[Photo-based referring expression data]
+ + + + +

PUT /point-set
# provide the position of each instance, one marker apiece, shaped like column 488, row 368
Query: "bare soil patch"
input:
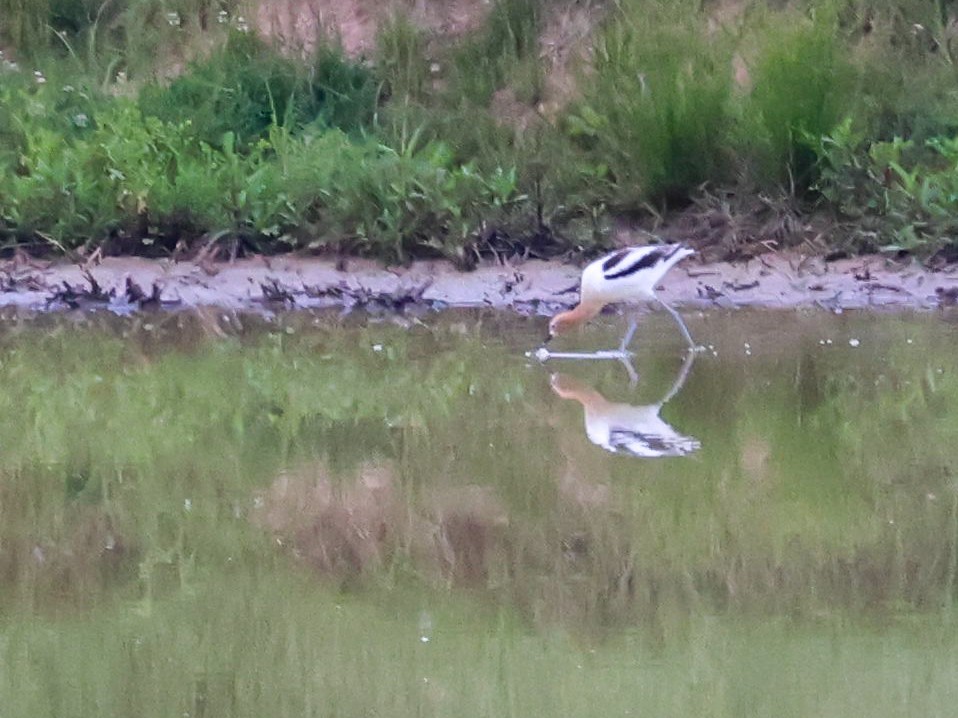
column 772, row 280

+ + + + +

--- Action item ---
The data shown above must be printed again exactly, with no images included.

--- Expected answer ---
PUT /point-set
# provide the position of each instance, one marker apiece, shaped like column 488, row 368
Query: "bare soil patch"
input:
column 772, row 280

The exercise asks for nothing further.